Oleh Dhorifi Zumar
BILA kita buka catatan sejarah, perbedaan penetapan hari raya sejatinya sudah berlangsung cukup lama, bahkan sebelum kemerdekaan atau sebelum terbentuknya Negara Kesatuan Republik Indonesia (NKRI) pada 17 Agustus 1945. Salah satu yang mencatat fenomena ini adalah orientalis dan pakar Islam asal Belanda, Snouck Hurgonje.
Dalam catatan berjudul Nasihat-Nasihat C. Snouck Hurgronje Semasa Kepegawaiannya Kepada Pemerintah Hindia Belanda 1889-1936 Jilid VIII (1994), Snouck bercerita ada dua metode menghitung hilal peringatan 1 Syawal di masa kolonial.
Pertama, berdasarkan penanggalan dan penglihatan terhadap bulan baru atau hilal. Biasanya metode ini dilakukan oleh orang Muslim terpelajar yang mengerti astronomi atau ilmu falak. Mereka melakukannya dengan melihat langsung datangnya bulan di langit di daerah dataran tinggi. Sedangkan metode kedua, berdasarkan tanggalan yang ditentukan pemerintah Belanda. Tanggalan ini tanpa perhitungan khusus dan hanya menghitung hari sejak puasa hari pertama dilaksanakan.
Di masa kolonial, Snouck melihat banyak orang yang mengikuti metode pertama. Jika sekarang perhitungan secara empiris atau rukyat dilakukan dengan ketentuan-ketentuan, seperti ketinggian bulan sekian derajat, maka di masa kolonial tidak demikian.
Contoh kasus umat muslim di Yogyakarta, termasuk Kesultanan Yogyakarta, di masa sebelum kemerdekaan masih berpegang pada kalender Jawa (Aboge, Alif-Rebo-Wage), yaitu sebuah perhitungan Jawa yang telah digunakan oleh para wali dan disebarluaskan oleh Raden Rasyid Sayid Kuning.
Kiai Ahmad Dahlan, seperti ditulis Muhammadiyah.or.id, mendapati perhitungan tanggal Hijriyah hari-hari besar Islam yang rutin digelar Kesultanan seperti Grebeg Maulid, Grebeg Syawal, dan Grebeg Besar Iduladha banyak yang berbeda dengan perhitungan kalender Aboge.
Karenanya, Kiai Ahmad Dahlan dengan penguasaannya terhadap metode hisab dan falak, menghadap ke Sultan Hamengkubuwono VII untuk memaparkan temuannya sekaligus meminta izin agar Muhammadiyah dibolehkan berbeda dalam penentuan tanggal perayaan hari-hari besar Islam. (Ahmad Faizin Karimi, Pemikiran dan Perilaku Politik Kiai Haji Ahmad Dahlan, 2012).

##############################

» Tindakan yang Diperlukan:
1 - Salin persis bagian teks tentang sejarah perbedaan hari raya antara "Pertama, berdasarkan penanggalan" dan "hari pertama dilaksanakan.", dengan kedua bagian itu ikut disalin.
2 - Lanjutkan teks tentang sejarah perbedaan hari raya, mulai dari sesudah kalimat terakhirnya.

[Rangkaian listing]
##############################

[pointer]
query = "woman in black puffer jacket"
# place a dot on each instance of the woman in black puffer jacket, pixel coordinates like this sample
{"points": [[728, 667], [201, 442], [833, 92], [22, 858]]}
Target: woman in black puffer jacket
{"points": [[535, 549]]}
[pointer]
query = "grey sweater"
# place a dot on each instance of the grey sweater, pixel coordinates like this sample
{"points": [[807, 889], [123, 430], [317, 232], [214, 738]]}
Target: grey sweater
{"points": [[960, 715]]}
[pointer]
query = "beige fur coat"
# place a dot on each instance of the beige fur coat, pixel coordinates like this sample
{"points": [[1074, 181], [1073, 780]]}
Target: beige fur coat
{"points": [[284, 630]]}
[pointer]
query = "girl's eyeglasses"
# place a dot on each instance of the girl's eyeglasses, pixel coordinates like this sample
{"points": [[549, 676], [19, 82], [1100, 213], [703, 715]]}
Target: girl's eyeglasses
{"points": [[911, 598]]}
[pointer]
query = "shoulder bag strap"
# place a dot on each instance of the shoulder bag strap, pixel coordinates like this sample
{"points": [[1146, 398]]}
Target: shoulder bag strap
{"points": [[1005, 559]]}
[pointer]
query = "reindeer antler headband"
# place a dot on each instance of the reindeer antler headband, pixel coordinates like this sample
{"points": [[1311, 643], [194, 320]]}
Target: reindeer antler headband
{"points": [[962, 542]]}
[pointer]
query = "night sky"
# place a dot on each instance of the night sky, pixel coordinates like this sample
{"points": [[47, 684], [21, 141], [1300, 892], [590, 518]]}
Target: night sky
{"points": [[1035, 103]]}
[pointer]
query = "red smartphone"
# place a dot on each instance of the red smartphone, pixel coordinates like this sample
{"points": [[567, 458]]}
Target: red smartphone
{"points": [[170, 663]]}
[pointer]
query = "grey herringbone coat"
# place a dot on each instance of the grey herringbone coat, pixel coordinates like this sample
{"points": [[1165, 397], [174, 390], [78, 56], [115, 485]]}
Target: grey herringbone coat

##############################

» Hasil Latihan:
1 -
Pertama, berdasarkan penanggalan dan penglihatan terhadap bulan baru atau hilal. Biasanya metode ini dilakukan oleh orang Muslim terpelajar yang mengerti astronomi atau ilmu falak. Mereka melakukannya dengan melihat langsung datangnya bulan di langit di daerah dataran tinggi. Sedangkan metode kedua, berdasarkan tanggalan yang ditentukan pemerintah Belanda. Tanggalan ini tanpa perhitungan khusus dan hanya menghitung hari sejak puasa hari pertama dilaksanakan.

2 -
Sebagai seorang abdi dalem yang kental adat Jawanya, Kiai Ahmad Dahlan menemui Sri Sultan Hamengkubuwono VII pada malam hari ditemani oleh pimpinan penghulu Keraton, KH Muhammad Kamaludiningrat (Kiai Sangidu). Saat itu Kiai Ahmad Dahlan diterima oleh Sultan dalam ruangan yang gelap-gulita, sehingga beliau yang mengira hanya berdua saja dapat menyampaikan argumennya dengan leluasa.
Namun selesai berargumentasi, lampu ruangan dinyalakan sehingga nampaklah di ruangan itu ternyata Sri Sultan didampingi oleh seluruh jajaran Kesultanan. Dengan penuh kebijaksanaan, Sri Sultan memberikan izin: “Berlebaranlah kamu menurut hisab atau rukyat, sedang Grebeg di Yogyakarta tetap bertradisi menurut hitungan Aboge”. (Junus Salam, K.H. Ahmad Dahlan: Amal dan Perjuangannya, 2009).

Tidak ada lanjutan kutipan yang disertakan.